▶ _Exercise_: Copy the data below from the line that contains "Every instance gets a single point. Point out the blue tail" through the end of the data, including the requests, and shift every answer coordinate by adding -102 to each of its numbers. Leave the numbers in the requests and their format samples unchanged.

-- Data in this exercise start --

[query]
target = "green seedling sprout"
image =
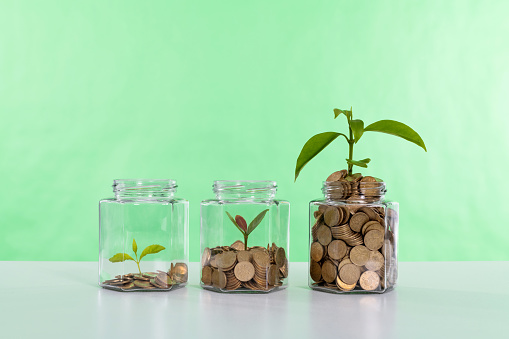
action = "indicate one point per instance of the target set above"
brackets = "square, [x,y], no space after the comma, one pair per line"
[355,131]
[120,257]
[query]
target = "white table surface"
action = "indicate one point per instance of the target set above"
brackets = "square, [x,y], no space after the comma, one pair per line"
[432,300]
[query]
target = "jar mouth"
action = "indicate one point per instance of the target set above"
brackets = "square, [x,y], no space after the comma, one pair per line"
[144,187]
[245,189]
[351,191]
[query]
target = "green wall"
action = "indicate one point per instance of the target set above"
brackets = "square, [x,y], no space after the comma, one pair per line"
[205,90]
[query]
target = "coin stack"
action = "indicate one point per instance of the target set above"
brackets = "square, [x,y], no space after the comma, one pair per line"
[354,187]
[352,249]
[159,280]
[229,268]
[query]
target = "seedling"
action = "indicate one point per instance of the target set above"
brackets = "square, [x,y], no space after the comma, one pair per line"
[241,224]
[152,249]
[355,131]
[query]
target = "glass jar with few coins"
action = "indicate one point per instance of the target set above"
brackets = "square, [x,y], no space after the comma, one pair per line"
[244,238]
[143,237]
[353,236]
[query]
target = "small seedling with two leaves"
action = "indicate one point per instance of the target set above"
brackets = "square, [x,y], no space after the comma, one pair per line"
[241,224]
[356,130]
[152,249]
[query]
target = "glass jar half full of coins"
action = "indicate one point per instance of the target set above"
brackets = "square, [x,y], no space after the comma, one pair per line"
[244,238]
[353,236]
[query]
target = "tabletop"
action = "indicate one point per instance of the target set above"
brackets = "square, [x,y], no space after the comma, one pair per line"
[431,300]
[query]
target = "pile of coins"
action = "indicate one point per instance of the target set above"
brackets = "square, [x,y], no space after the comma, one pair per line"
[352,249]
[230,268]
[354,187]
[160,280]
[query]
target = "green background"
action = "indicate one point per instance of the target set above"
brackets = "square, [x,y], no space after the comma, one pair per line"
[205,90]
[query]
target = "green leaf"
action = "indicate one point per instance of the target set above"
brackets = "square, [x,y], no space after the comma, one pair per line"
[234,222]
[135,246]
[338,112]
[360,163]
[312,147]
[120,257]
[357,127]
[398,129]
[256,221]
[151,250]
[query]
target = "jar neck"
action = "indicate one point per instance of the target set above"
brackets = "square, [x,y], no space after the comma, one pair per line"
[144,188]
[354,192]
[245,190]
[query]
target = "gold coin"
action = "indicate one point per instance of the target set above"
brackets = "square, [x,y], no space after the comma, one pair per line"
[280,256]
[261,259]
[369,280]
[244,271]
[206,275]
[244,256]
[357,221]
[329,271]
[221,280]
[142,283]
[359,255]
[205,257]
[238,245]
[315,271]
[336,249]
[374,240]
[316,251]
[324,235]
[375,261]
[226,259]
[349,274]
[331,216]
[344,287]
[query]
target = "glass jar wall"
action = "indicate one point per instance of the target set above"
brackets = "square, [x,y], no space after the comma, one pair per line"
[353,238]
[244,238]
[143,240]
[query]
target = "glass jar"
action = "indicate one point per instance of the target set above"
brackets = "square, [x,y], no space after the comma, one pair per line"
[353,238]
[143,237]
[244,238]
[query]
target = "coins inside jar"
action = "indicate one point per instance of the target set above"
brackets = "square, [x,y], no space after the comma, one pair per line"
[256,268]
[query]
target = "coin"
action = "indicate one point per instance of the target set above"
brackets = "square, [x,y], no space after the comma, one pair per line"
[331,216]
[329,271]
[244,271]
[349,274]
[336,249]
[244,256]
[375,261]
[357,221]
[315,271]
[316,251]
[369,280]
[359,255]
[374,240]
[324,235]
[206,275]
[280,256]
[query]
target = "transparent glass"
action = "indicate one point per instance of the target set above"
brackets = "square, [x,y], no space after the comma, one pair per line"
[143,237]
[353,239]
[232,261]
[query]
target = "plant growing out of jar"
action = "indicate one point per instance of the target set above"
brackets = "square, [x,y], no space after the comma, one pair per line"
[243,227]
[356,130]
[152,249]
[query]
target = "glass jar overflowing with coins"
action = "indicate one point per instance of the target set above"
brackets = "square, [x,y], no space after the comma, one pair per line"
[143,240]
[244,238]
[353,236]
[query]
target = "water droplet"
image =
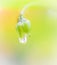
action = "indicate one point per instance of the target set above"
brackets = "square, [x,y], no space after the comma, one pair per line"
[23,40]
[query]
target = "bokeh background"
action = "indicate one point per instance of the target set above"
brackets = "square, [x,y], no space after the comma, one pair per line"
[43,41]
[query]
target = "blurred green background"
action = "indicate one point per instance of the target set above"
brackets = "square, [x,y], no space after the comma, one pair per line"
[43,30]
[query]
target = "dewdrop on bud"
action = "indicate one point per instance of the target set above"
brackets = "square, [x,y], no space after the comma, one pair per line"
[23,28]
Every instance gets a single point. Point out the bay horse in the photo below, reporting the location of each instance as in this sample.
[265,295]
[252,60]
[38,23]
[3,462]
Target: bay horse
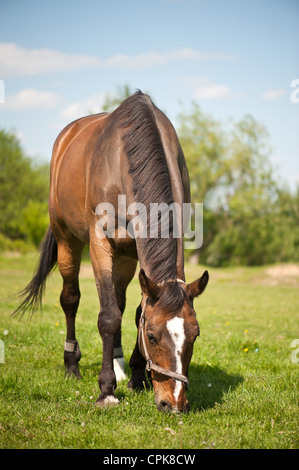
[133,151]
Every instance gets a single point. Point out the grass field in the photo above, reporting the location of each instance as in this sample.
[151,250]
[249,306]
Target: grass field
[243,376]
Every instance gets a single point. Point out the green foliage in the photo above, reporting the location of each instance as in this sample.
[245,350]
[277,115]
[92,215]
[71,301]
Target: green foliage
[248,218]
[24,189]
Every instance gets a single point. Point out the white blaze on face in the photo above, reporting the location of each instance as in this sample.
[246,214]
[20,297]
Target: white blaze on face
[175,327]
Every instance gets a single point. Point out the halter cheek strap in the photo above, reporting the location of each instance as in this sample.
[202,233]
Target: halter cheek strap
[150,365]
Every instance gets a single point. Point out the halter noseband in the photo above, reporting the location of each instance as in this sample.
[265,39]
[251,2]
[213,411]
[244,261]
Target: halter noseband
[150,365]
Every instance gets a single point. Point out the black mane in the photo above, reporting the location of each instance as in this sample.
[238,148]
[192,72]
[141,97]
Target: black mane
[151,181]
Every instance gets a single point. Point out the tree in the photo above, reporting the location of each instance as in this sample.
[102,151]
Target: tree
[230,171]
[24,189]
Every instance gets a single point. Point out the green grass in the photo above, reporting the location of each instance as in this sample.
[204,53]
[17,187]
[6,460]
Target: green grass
[243,384]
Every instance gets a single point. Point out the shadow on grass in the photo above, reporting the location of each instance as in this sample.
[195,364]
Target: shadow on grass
[208,385]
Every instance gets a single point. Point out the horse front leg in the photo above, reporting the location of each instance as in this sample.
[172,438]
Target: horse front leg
[137,363]
[109,320]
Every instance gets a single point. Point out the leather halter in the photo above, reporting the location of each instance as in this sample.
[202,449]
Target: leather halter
[150,365]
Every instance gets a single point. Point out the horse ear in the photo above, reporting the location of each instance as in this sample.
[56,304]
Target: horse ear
[197,287]
[148,287]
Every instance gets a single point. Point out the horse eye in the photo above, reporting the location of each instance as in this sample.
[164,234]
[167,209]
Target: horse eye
[151,338]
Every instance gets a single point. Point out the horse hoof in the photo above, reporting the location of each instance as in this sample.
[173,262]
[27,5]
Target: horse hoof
[109,400]
[73,372]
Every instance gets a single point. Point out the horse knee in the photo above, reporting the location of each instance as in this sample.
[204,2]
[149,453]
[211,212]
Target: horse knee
[69,300]
[109,321]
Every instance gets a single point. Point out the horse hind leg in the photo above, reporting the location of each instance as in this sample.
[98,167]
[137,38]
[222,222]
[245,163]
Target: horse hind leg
[69,258]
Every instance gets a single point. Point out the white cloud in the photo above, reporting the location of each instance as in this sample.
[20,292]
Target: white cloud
[270,95]
[151,59]
[211,91]
[16,60]
[31,98]
[204,89]
[93,104]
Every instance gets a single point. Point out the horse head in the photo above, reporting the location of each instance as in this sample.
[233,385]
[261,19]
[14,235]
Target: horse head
[167,331]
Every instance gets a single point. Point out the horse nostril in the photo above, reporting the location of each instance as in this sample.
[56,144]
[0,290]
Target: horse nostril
[165,406]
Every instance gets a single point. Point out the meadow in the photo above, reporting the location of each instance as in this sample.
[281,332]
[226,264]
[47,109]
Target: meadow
[243,374]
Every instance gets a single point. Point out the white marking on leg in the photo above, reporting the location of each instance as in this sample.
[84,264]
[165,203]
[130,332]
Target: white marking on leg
[175,326]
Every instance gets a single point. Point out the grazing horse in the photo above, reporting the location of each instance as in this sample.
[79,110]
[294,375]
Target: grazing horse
[134,152]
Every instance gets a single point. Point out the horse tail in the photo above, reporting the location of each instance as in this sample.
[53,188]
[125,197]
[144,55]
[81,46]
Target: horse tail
[33,293]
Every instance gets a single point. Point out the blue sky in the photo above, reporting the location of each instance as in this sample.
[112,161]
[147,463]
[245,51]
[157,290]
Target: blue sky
[58,59]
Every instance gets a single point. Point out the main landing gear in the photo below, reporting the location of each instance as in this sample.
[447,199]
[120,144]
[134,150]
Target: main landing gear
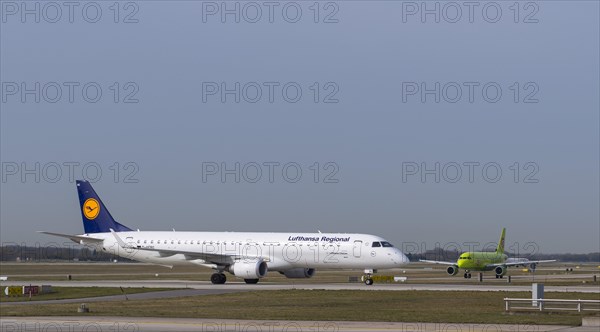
[218,278]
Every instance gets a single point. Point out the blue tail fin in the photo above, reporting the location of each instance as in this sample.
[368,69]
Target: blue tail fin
[96,218]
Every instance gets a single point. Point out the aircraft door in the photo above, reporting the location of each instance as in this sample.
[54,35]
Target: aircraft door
[357,248]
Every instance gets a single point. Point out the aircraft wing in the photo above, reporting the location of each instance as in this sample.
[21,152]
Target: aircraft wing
[517,263]
[437,262]
[219,259]
[75,238]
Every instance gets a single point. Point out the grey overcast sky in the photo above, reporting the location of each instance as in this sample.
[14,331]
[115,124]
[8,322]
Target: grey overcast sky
[424,125]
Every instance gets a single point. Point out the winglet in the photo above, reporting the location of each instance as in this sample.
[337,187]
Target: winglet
[120,241]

-- Data in this exercise end --

▶ _Task response_:
Every instance gets a single point. Point out the blue tail fin in the photo above, reporting the location of each instance as in this sample.
[368,69]
Target: blue tail fin
[-6,116]
Every instance gets a single point. Point out the aircraft door in the photo above, reporting the location of each instance as in this sample.
[54,35]
Target: aircraft door
[255,146]
Every instance gets a single point. Point out the aircraft wing in the photo above, reporting the location of each instance as in this sample.
[21,152]
Target: aircraft wing
[415,161]
[335,160]
[117,157]
[-27,136]
Every instance gets a single point. Point out the grey overcast sky in the photo above, reporting the location of each instance as in this sample.
[14,331]
[115,124]
[8,322]
Target: grey overcast sky
[322,23]
Every instance gets a single point. Point out the winglet in the photo above, reporting the location of each instance as in this sample.
[337,187]
Target: winglet
[18,139]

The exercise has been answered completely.